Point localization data

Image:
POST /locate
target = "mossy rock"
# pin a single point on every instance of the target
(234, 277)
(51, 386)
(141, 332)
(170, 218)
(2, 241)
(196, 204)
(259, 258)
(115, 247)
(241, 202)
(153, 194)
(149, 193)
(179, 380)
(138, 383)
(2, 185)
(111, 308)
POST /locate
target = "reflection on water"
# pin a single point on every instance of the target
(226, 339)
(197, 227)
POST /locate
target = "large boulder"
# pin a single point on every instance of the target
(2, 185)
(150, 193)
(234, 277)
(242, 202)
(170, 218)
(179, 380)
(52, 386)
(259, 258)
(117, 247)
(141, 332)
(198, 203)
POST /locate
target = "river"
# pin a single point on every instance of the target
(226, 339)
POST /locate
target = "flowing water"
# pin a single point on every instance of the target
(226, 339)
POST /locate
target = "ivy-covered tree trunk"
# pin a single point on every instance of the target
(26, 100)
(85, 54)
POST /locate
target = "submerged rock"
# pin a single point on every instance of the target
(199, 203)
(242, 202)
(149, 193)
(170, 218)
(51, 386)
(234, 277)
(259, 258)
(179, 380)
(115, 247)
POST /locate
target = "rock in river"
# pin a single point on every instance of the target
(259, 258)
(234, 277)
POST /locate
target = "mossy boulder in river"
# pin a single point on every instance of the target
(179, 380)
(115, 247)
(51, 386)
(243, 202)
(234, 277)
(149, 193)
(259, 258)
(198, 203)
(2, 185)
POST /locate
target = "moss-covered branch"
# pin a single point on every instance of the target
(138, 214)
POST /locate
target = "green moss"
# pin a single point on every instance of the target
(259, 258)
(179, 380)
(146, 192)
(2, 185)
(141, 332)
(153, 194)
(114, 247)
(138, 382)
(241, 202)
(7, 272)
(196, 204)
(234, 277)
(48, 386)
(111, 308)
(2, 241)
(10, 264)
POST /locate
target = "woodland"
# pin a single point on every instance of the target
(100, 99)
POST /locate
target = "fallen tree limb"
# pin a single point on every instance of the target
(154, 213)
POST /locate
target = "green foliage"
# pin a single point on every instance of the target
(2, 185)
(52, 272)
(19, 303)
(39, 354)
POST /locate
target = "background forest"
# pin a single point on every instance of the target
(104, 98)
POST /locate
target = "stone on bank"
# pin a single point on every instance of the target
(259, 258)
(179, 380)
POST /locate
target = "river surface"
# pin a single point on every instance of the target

*Problem description*
Write the entries out once more, exactly, without dropping a line.

*Response to this exercise*
Image:
POST /locate
target = "mossy rock"
# pin a single point on every instance of the target
(234, 277)
(51, 386)
(141, 332)
(170, 218)
(2, 241)
(196, 204)
(259, 258)
(115, 247)
(241, 202)
(153, 194)
(149, 193)
(179, 380)
(138, 383)
(2, 185)
(111, 308)
POST /locate
target = "reflection on water"
# pin a single point on every instance of the target
(226, 339)
(197, 227)
POST /locate
target = "large boulder"
# pin a single point on every instance of the target
(2, 185)
(150, 193)
(234, 277)
(242, 202)
(170, 218)
(179, 380)
(52, 386)
(259, 258)
(117, 247)
(141, 332)
(198, 203)
POST /locate
target = "river"
# pin a single point on every instance of the target
(226, 339)
POST /locate
target = "flowing water"
# pin a single point on every instance of the target
(226, 339)
POST /locate
target = "ivy-covered tree trunk"
# pin a single point on every instance of the target
(26, 100)
(85, 54)
POST /locate
target = "submerged rock"
# pin a single point on every instance of the target
(199, 203)
(242, 202)
(149, 193)
(170, 218)
(51, 386)
(234, 277)
(259, 258)
(179, 380)
(115, 247)
POST /locate
target = "rock in river"
# pin a single point on every instance of the target
(259, 258)
(234, 277)
POST /locate
target = "mossy boulder in river"
# pin a single point on every instance of the target
(179, 380)
(115, 247)
(51, 386)
(243, 202)
(234, 277)
(149, 193)
(259, 258)
(198, 203)
(2, 185)
POST /locate
target = "moss-covered branch"
# pin a single point on every instance of the target
(138, 214)
POST /locate
target = "green moss"
# pin a single point on every instance of the target
(259, 258)
(179, 380)
(146, 192)
(2, 185)
(141, 332)
(153, 194)
(114, 247)
(138, 382)
(241, 202)
(7, 272)
(196, 204)
(234, 277)
(48, 386)
(111, 308)
(2, 241)
(10, 264)
POST /locate
target = "woodland"
# pin a single point on every instance of the target
(100, 99)
POST /locate
target = "fallen tree limb"
# pin a single point on every instance of the target
(154, 213)
POST /locate
target = "green foliage"
# pin a single point on every instance of the target
(2, 185)
(52, 272)
(19, 303)
(39, 354)
POST /locate
target = "background forest"
# pin a single point on every instance of the target
(104, 98)
POST /locate
target = "stone on bank"
# pin a single point on every instance of the target
(259, 258)
(179, 380)
POST /locate
target = "river surface"
# pin a single point on every instance of the target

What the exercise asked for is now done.